- _TEXT_:
--

Why warning labels on restaurant menus are a welcome idea
March 29, 2010
BY ESTHER J. CEPEDA Sun-Times Columnist
I'll be the first to admit, I've never ever once met a person who likes to sneak an occasional smoke that was dissuaded from buying a pack of straights because of the warning label.
How long has it been since every new car manufactured or assembled in the United States rolled off the line without a warning ironed to the front visor practically begging parents not to buckle an infant car seat in front where an air bag could crush it? Yet, just the other day, I saw a knucklehead who obviously can't read simple pictographs doing just that.
Really, who among us can say that the now-ubiquitous nutrition fact labels even once kept us from a late-night binge of chocolate milk and Twinkies? No one who isn't a liar.
And yet public health measures, however pointless or counterintuitive, aren't failures because they fail to completely eradicate unhealthy behaviors. They succeed because a million little behavioral changes add up to something bigger.
Who will question that smoking labels have proved effective in at least killing the plausible deniability that ciggies aren't good for you? Most people now understand that you stick junior in the back seat. And those nutrition labels have without a doubt made an impact -- good or bad depends on what your scale said this morning -- on consumers' decision-making when it comes to buying packaged food.
That said, I'll admit I'm practically on my knees in ecstasy that the new health-care legislation -- cue the villainous music -- will require calorie counts to be posted on menus at restaurant chains with 20 or more outlets.
No more Googling "cinnamon twist calorie information" 15 minutes after I've swallowed the freshly deep-fried and sugar sprinkled sticks to see just what the damage was. No more asking the chick behind the counter if they have one of those calorie booklets so I can gauge from the largest size of onion rings how far my next run will have to be. No more borrowing a pal's iPhone calorie counter app at lunch to estimate how many calories I have left for dinner. No more excuses when I go for the hot fudge sundae (with nuts) that I couldn't quite remember whether the ice-cream was actually low-fat yogurt -- or not.

--

- _EXERCISE BRIEF_:
Carry on the column about calorie counts on restaurant menus, picking up right after its last paragraph.

- _DATA SHOWN_:
--

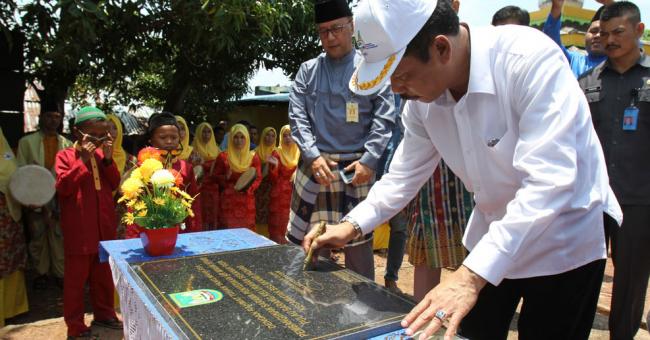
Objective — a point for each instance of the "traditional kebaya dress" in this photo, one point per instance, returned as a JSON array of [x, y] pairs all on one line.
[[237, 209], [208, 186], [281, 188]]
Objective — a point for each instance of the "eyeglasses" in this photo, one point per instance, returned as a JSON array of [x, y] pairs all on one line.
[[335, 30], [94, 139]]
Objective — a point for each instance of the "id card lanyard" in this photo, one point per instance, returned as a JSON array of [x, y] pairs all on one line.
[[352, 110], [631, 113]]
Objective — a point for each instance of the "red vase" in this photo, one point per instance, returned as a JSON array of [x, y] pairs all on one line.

--

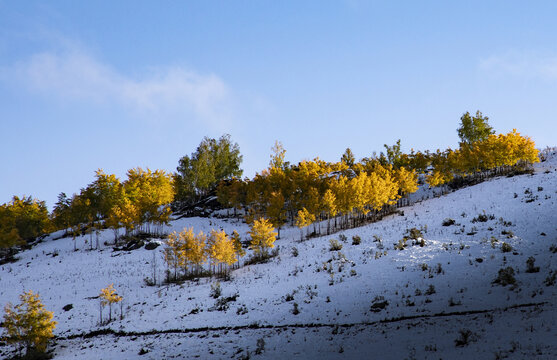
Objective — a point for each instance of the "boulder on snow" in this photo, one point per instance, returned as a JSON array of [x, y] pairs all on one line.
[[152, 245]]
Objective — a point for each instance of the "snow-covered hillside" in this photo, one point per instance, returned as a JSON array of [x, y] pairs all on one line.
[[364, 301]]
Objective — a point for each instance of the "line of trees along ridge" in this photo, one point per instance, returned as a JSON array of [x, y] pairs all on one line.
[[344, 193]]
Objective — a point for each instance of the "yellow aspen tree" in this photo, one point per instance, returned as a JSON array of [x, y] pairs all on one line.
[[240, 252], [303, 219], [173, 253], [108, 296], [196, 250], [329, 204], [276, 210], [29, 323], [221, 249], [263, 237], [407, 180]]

--

- _RESPONSE AREA_:
I adore an old-fashioned doughnut -- or two -- in the morning, several beef soft tacos with a sidecar of sour cream for lunch, and scoops of rocky road and vanilla ice cream on a plain cone for dessert after dinner. Even more, I love the fact that all those calorie counts will soon be out in full view for me to confront as I prepare to order.
Why? Like every other Hispanic in the United States, I'm at high risk for Type 2 diabetes and obesity. Type 2 would only be more prevalent in my immediate and extended family if any of our various Chihuahuas were diagnosed with it (and judging from the size of some of them, that's not out of the question).
So what do I do about it? I exercise a bare minimum of 30 minutes every single day of my life and really watch what I eat closely. Very, very closely. Every day is a balancing act: lone eggs in the morning so I can have the tiramisu at lunch, or salmon salad midday when I know the evening promises a large slice of birthday cake. I eat whatever I want -- just never all on one day.
Forget complaints about "The Evil Nanny State." I couldn't be happier about restaurants being loud and proud -- or getting that way -- about how much energy you'll get in exchange for your cash. If, as a side benefit, a few million people stop for a second to consider what they're about to shovel into their faces, well, that's just the cherry on top.